Task directions:
Transcribe the listing word for word.

Material to process:
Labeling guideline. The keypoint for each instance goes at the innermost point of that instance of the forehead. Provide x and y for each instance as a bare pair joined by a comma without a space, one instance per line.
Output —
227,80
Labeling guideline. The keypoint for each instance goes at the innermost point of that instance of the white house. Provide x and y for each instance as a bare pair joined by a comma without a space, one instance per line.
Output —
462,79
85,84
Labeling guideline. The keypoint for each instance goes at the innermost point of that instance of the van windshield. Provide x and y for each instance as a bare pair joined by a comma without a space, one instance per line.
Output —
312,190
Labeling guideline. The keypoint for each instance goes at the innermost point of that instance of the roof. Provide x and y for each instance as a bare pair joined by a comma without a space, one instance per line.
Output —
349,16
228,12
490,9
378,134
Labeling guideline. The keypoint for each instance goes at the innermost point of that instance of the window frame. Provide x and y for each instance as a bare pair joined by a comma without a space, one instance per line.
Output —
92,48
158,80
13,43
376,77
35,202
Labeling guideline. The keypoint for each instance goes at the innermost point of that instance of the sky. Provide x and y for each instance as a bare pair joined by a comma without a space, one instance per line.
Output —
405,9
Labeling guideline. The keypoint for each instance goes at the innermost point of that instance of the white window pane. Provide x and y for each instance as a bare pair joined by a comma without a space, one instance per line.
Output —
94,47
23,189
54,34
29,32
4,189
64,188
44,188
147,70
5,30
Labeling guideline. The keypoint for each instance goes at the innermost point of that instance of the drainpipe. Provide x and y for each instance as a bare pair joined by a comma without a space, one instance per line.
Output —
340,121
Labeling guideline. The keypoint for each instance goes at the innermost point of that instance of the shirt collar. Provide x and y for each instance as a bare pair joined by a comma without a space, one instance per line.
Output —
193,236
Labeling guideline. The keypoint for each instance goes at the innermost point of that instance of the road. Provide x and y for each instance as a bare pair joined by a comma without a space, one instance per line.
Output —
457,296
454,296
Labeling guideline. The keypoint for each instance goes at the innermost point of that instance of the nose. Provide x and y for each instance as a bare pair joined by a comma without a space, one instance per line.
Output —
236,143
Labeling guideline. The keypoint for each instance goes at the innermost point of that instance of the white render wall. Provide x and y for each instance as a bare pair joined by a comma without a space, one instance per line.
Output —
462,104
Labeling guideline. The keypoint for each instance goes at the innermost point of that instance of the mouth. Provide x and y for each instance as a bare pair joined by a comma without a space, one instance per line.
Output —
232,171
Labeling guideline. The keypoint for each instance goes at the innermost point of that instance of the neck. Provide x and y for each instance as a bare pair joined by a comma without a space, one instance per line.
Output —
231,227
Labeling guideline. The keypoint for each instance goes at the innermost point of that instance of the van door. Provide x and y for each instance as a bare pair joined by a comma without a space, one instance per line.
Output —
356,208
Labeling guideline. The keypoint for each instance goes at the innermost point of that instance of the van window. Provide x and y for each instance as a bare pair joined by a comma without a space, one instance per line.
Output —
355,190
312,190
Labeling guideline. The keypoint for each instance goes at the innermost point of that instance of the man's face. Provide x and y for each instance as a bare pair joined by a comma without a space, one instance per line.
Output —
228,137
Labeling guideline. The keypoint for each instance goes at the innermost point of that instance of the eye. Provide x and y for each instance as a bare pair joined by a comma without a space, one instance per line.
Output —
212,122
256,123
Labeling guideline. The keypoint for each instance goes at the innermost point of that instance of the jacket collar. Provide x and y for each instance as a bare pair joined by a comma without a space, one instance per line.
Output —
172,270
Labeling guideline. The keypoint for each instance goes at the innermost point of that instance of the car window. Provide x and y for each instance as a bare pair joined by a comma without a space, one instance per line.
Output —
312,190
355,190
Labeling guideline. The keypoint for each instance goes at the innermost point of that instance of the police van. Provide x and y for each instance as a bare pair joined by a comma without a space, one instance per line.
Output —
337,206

Final answer:
Labeling guideline. The keypoint for each instance goes at the innermost point of that instance of the forehead. Provide x and y for each instance as a bare pair joined by a comma without a space, one instance per line.
Output —
227,80
Labeling guideline. The keypoint for each instance goes at the innermost point of that instance of the white house. Provide x and y for each instance as a bare pair joined by a comma without a space, one instance per line.
Output —
462,79
85,84
Labeling guideline. The keypoint for each instance goes at the innermost point of that instance of the van windshield. Provide x and y for each instance as a bare pair joined by a comma without a space, one instance per line.
Output —
312,190
Labeling guideline. The keypoint for each instance goes at the innermost point of that instance of the roof. Provide x and y for each instance as a bare pair joined by a comma without a space, one instance per line.
Output —
349,16
228,12
490,9
378,134
Labeling guideline. The keypoint for each instance goes at the innermost point of that instance of the window frame. Provide x and y for each instance as a bare pair joined by a comma without a space, one instance per line.
Output —
92,48
158,80
13,43
376,77
35,202
Labeling guideline. The keypoint for each instance goes at the innermost point of that instance of the sky. Provide x and y for each instance as a bare pair joined by a comma without a space, one instance per line.
Output —
405,9
Labeling guideline. The keypoint for each instance goes at the innermost point of that instance of the white window pane. Provide x and y for each instance as a bare pair joined by a comma without a space, one instance per line.
Output —
94,47
23,189
54,34
29,32
4,189
64,188
44,188
147,70
5,30
Labeling guideline. The keypoint for each instance goes at the innermost point of that instance of the drainpipe. Provide x and y for each instance as a bare pair joined by a comma without a space, one instance per line.
Output —
340,121
Labeling guideline. The keypoint for each instance goes at the innermost point of that instance of the shirt collar. Provide x and y for each instance as a bare pair joined by a comma without a space, one instance per line.
Output —
193,236
Labeling guideline. The keypoint for each instance goes at the innermost point of that instance of the road. Provide x and y for each instance as a bare pair joined by a comma without a space, one instance per line.
Output —
457,296
454,296
Labeling guideline. The keypoint for each instance goes at the innermost point of that instance of the nose. Provide x and y for each instance as a bare pair joined by a comma without a space, one instance per line.
Output —
236,143
Labeling guideline. The keypoint for each instance goes at the innermost point of that instance of the white render wall. Provide x and y for each instance as a bare pair joined by a comma without a space, one instance per line.
Output —
462,104
Labeling guideline. The keypoint for each instance goes at the innermost point of that instance of the mouth. Provide x and y for each instance as a bare pair joined by a comma without a space, one instance per line.
Output —
232,171
Labeling guideline. The keypoint for each instance goes at the innermost point of that instance of the neck. Provide x and y for each instance as a bare pair joined by a comma without a space, one instance per line.
Output —
231,227
Labeling guideline. The keypoint for each instance goes at the innermost point of that instance of the van door. Provide x and y for each instance as a bare pair joined by a comma without a space, one instance per line.
Output —
356,208
Labeling guideline. The keypoint for each instance goes at the innermost point of that instance of the van window. Provide x and y for each instance as a bare pair joined by a comma without a space, one instance per line.
Output —
355,190
312,190
Labeling guideline. The keypoint for each instance goes at the innermost point of that instance of the man's face. Provide x and y for each instance as a bare pair joined by a comma without a space, one instance per line.
Output —
228,137
Labeling guideline. The keypoint for each instance goes at the innermost point of that instance of the eye. Provide x and y for each instance as a bare pair joined by a comma without a space, one instance per line.
Output —
212,122
256,123
Labeling guideline. The keypoint for each instance goes at the innermost point of that instance of the jacket collar. Provide x and y for each instance as a bare pair joined by a comma without a space, one instance per line.
Output —
172,270
Labeling guideline. The keypoint for each instance goes at the innermost point of that instance of the car window. Provide x and y for each instance as a bare pair joined by a comma without a space, one instance per line.
Output —
312,190
355,190
Labeling guideline. The keypoint for each instance goes at the innermost point of that instance of the police van. Provide x and y for each instance as a bare pair joined by a comma without a space, one instance per line.
Output —
337,206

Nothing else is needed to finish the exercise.